* Exercises
- a) Answer each question from the forum thread on turning Cocobolo below.
(i) Which woods did the first poster want Cocobolo compared with?
(ii) What is Sprung now allergic to?
(iii) Why does Herb G. use carbide-tipped tools?
- b) Based on the forum thread on turning Cocobolo below, answer yes or no to each statement and quote the words from the thread that decide it.
(i) The100road says Cocobolo finishes poorly.
(ii) NeilYeag turns Cocobolo himself.
(iii) Herb G. calls Cocobolo a very dense and heavy wood.

# Turning Cocobolo



## Bowlguy_in_PA (Nov 5, 2018)

What experience does everyone have on spindle turning Cocobolo?

My wand photo caught the eye of a manufacturer and asked me to run some handle samples for them. Could turn out to be a nice production run each month. 

I've never turned it. Any feedback? Does is splinter?

Can you compare it to any of these woods? Cherry, Maple, Oak, Sapele, Walnut, Sycamore, Apple


----------



## The100road (Nov 5, 2018)

It’s finishes great. But does attack my sinuses pretty good.

Reactions: Agree 1


----------



## Sprung (Nov 5, 2018)

It doesn't turn like any of the woods you asked about comparing it to, IMO. It's an oily wood. It turns well. I've liked turning woods in the dalbergia genus - Cocobolo, African Blackwood, Honduran Rosewood, Tulipwood, etc. They turn beautifully and polish up well - you can even buff it out to a nice sheen without any finish, just sand it to a high enough grit and buff it.

Alas, I can't turn them anymore as I'm now allergic to dalbergias.

Reactions: Agree 3


----------



## NeilYeag (Nov 6, 2018)

I don't turn but I love the stuff. But agree with Matt. I am really careful in handling and machining it. I suit up like a space man.


----------



## Herb G. (Nov 6, 2018)

Sprung said:


> It doesn't turn like any of the woods you asked about comparing it to, IMO. It's an oily wood. It turns well.


I agree fully. Cocobolo is my favorite wood, hands down. It turns well & even better with a new carbide tip on a tool. It is a very dense & heavy wood. If you use steel tools, keep them sharp as you turn it.
You'll have to sharpen them several times while turning. I use carbide tipped tools, so I don't have to keep stopping & sharpening.

* Data for review
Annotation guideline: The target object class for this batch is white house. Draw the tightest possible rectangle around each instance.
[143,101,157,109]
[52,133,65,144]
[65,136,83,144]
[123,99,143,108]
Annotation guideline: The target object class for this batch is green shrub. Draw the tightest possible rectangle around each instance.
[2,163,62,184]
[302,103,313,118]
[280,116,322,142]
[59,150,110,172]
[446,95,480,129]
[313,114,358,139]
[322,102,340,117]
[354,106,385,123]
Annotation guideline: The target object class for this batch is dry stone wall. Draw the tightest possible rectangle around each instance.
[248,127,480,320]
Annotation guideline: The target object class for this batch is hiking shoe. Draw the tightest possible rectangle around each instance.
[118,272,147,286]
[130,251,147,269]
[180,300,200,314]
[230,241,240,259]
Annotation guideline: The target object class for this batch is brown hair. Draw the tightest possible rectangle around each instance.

* Answer set
- a)
(i) Cherry, Maple, Oak, Sapele, Walnut, Sycamore, and Apple.
(ii) Dalbergias.
(iii) So he doesn't have to keep stopping and sharpening.

- b)
(i) No: "It’s finishes great."
(ii) No: "I don't turn but I love the stuff."
(iii) Yes: "It is a very dense & heavy wood."